(Image point grounding data)
---------------

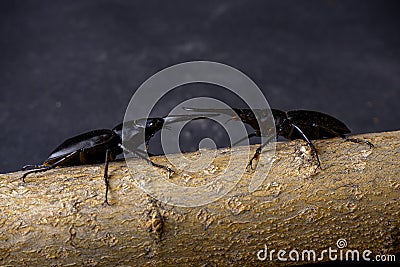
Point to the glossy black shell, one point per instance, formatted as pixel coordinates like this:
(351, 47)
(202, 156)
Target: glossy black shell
(92, 147)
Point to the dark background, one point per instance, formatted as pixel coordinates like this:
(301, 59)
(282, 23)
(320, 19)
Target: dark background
(67, 67)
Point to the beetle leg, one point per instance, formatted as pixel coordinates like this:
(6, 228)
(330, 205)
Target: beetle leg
(308, 142)
(31, 166)
(43, 168)
(137, 153)
(258, 153)
(107, 160)
(244, 138)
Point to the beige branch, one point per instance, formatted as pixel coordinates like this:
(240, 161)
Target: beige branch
(57, 217)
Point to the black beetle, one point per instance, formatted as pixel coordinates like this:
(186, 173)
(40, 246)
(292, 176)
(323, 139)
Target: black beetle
(102, 146)
(294, 124)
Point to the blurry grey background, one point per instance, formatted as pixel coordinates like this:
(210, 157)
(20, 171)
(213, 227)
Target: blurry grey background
(68, 67)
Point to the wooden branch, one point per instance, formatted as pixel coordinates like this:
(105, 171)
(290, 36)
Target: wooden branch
(57, 217)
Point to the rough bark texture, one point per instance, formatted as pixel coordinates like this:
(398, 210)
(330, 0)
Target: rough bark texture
(57, 217)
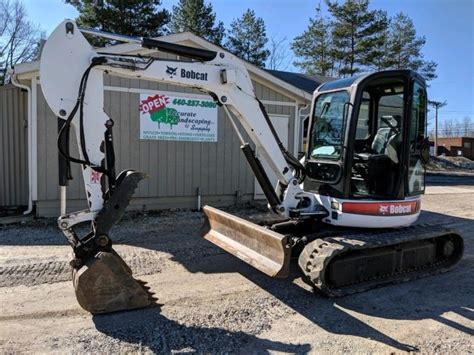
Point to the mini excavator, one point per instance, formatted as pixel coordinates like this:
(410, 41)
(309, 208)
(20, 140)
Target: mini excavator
(346, 209)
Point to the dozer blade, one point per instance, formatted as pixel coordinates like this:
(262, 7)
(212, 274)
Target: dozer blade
(260, 247)
(105, 284)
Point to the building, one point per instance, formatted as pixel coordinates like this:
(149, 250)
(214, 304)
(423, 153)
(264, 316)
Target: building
(456, 146)
(178, 171)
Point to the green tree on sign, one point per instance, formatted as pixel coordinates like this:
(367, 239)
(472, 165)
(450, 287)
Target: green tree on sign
(165, 115)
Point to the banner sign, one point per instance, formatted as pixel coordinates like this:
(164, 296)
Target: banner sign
(165, 116)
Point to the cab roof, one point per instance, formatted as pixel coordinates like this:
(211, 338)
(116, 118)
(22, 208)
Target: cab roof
(354, 80)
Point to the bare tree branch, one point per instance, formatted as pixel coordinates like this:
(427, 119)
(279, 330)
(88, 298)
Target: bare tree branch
(18, 36)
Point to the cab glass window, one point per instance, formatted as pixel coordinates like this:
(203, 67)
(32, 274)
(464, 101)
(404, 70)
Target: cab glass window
(327, 136)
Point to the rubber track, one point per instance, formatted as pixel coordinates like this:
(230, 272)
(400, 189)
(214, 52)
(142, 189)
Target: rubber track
(316, 256)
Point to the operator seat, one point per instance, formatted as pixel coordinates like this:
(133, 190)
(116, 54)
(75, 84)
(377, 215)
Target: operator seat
(378, 165)
(387, 139)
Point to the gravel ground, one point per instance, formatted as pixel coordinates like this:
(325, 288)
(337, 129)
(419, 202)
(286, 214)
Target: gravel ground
(211, 302)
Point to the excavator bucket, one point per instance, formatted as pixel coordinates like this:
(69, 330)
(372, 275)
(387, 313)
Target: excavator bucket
(105, 284)
(260, 247)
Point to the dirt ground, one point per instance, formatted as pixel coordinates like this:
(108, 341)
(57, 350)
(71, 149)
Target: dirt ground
(212, 302)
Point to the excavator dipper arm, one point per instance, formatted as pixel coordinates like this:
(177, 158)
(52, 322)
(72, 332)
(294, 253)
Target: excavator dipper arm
(71, 73)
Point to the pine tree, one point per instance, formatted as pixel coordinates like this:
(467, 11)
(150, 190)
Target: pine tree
(197, 17)
(357, 35)
(128, 17)
(314, 47)
(247, 38)
(403, 49)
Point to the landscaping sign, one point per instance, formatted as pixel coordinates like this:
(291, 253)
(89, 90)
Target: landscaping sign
(175, 118)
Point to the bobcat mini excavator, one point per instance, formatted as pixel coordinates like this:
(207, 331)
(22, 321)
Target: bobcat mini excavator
(345, 209)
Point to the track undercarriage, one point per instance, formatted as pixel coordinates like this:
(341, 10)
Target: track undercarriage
(337, 261)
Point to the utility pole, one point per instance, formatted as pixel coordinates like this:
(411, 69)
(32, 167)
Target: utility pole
(437, 105)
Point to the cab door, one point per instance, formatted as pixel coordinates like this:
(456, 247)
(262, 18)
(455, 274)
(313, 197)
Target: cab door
(417, 140)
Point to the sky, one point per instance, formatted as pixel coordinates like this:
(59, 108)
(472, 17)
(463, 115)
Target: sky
(448, 26)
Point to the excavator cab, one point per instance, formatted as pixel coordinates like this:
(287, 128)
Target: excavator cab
(367, 137)
(365, 165)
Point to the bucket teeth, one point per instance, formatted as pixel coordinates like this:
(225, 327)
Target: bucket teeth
(105, 284)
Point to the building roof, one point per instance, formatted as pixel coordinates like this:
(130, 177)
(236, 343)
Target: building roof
(301, 81)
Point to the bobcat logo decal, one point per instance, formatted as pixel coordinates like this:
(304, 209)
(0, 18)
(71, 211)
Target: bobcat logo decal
(171, 71)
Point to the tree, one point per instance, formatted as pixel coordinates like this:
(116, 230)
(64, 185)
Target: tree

---------------

* What you should do
Reproduce every record above exactly, but leave out the pictures.

* Answer to the problem
Point to the glossy black shell, one point per instance, formatted as pixel coordinates like this:
(351, 47)
(202, 156)
Target: glossy black shell
(92, 147)
Point to the dark background, one point per instance, formatted as pixel coordinates like this:
(301, 59)
(282, 23)
(320, 19)
Target: dark background
(67, 67)
Point to the beetle leg, one point per instance, formatted as pixel coordinates like this:
(6, 228)
(330, 205)
Target: beetle leg
(308, 142)
(31, 166)
(43, 168)
(137, 153)
(258, 153)
(107, 160)
(244, 138)
Point to the beige branch, one point per instance, formatted as pixel coordinates like this:
(240, 161)
Target: beige branch
(57, 217)
Point to the black beetle, one point per instance, formatted as pixel coordinates like this:
(186, 173)
(40, 246)
(292, 176)
(323, 139)
Target: black beetle
(102, 146)
(294, 124)
Point to the blurry grey background, one point per instance, formatted as pixel coordinates like this:
(210, 157)
(20, 171)
(213, 227)
Target: blurry grey background
(68, 67)
Point to the wooden branch, one point per instance, formatted as pixel coordinates like this:
(105, 171)
(290, 36)
Target: wooden branch
(57, 217)
Point to the rough bark texture, one point per instance, formatted as pixel coordinates like this:
(398, 210)
(330, 0)
Target: rough bark texture
(57, 217)
Point to the mini excavator, one point per instance, formatted as pixel coordinates like this:
(410, 41)
(309, 208)
(20, 140)
Target: mini excavator
(346, 209)
Point to the dozer blade, one point per instance, formatted as pixel coordinates like this:
(262, 7)
(212, 274)
Target: dozer blade
(260, 247)
(105, 284)
Point to the building, one point per instance, formatted as pixel coordinates like this:
(149, 250)
(214, 304)
(423, 153)
(264, 316)
Target: building
(456, 146)
(178, 171)
Point to the green tree on sign, one point per instance, formatted as pixel coordinates like this:
(367, 239)
(472, 165)
(450, 287)
Target: green tree on sign
(165, 115)
Point to the banner sign, one point per instance, formatted as pixel coordinates like this:
(164, 296)
Target: banner sign
(165, 116)
Point to the cab roof, one point per instance, formatted as pixel coordinates like this:
(211, 338)
(116, 118)
(22, 208)
Target: cab roof
(354, 80)
Point to the bare tree branch, one point per instance, formatted as pixel coordinates like this:
(427, 119)
(279, 330)
(88, 298)
Target: bare tree branch
(18, 36)
Point to the cab glass window, one point per instance, formatted as pixel coordinates like this:
(203, 67)
(32, 274)
(464, 101)
(404, 70)
Target: cab glass window
(327, 136)
Point to the rubber track, one point per instance, formatted as pixel coordinates like this:
(230, 272)
(400, 189)
(214, 52)
(142, 189)
Target: rubber track
(316, 256)
Point to the operator seat, one point per instance, formatted as pixel coordinates like this:
(133, 190)
(116, 54)
(75, 84)
(377, 215)
Target: operator seat
(378, 165)
(387, 139)
Point to the gravel ground, one point per instance, formatted as pixel coordinates like this:
(325, 288)
(337, 129)
(419, 202)
(286, 214)
Target: gravel ground
(211, 302)
Point to the excavator bucket, one point per instance, formatted as pixel coordinates like this:
(69, 330)
(372, 275)
(387, 313)
Target: excavator bucket
(105, 284)
(260, 247)
Point to the dirt ground, one point per instance, formatted as pixel coordinates like this:
(108, 341)
(57, 350)
(71, 149)
Target: dirt ground
(212, 302)
Point to the excavator dipper arm, one point per instance, formatted as pixel coordinates like this:
(177, 158)
(52, 322)
(72, 332)
(294, 253)
Target: excavator dipper arm
(71, 73)
Point to the pine tree, one point per instance, formatted as pixel coordinates like this:
(467, 11)
(150, 190)
Target: pine tree
(197, 17)
(357, 35)
(128, 17)
(314, 47)
(247, 38)
(403, 49)
Point to the landscaping sign, one point per instance, formatted as pixel coordinates like this:
(291, 253)
(89, 90)
Target: landscaping sign
(175, 118)
Point to the bobcat mini excavator, one point per instance, formatted as pixel coordinates like this:
(207, 331)
(22, 321)
Target: bobcat mini excavator
(345, 209)
Point to the track undercarriage, one point per instance, formatted as pixel coordinates like this:
(341, 10)
Target: track undercarriage
(337, 261)
Point to the utility pole, one point per instance, formatted as pixel coordinates like this:
(411, 69)
(32, 167)
Target: utility pole
(437, 105)
Point to the cab door, one point per instance, formatted as pixel coordinates like this:
(456, 247)
(262, 18)
(455, 274)
(313, 197)
Target: cab door
(417, 140)
Point to the sky, one point per instance, formatted as pixel coordinates like this:
(59, 108)
(472, 17)
(463, 115)
Target: sky
(448, 26)
Point to the excavator cab, one point per instance, formatted as pixel coordinates like this:
(287, 128)
Target: excavator cab
(367, 137)
(365, 165)
Point to the bucket teeth, one point per instance, formatted as pixel coordinates like this:
(225, 327)
Target: bucket teeth
(105, 284)
Point to the building roof, one point per instance, formatted as pixel coordinates like this:
(130, 177)
(236, 343)
Target: building roof
(301, 81)
Point to the bobcat logo decal, one point per instance, formatted as pixel coordinates like this:
(304, 209)
(0, 18)
(71, 211)
Target: bobcat logo decal
(171, 71)
Point to the tree, one point per instance, formatted as pixel coordinates like this:
(116, 230)
(64, 185)
Target: tree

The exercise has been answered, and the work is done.